Exercise →
Write out every record below exactly as it appears.

Data provided →

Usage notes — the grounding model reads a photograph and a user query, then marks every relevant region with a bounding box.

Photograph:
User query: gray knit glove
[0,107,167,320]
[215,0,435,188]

Answer for the task →
Usage notes — the grounding model reads a photograph and a user query, then marks every relevant region with a bounding box.

Photograph:
User query: gray knit glove
[0,107,167,320]
[215,0,435,188]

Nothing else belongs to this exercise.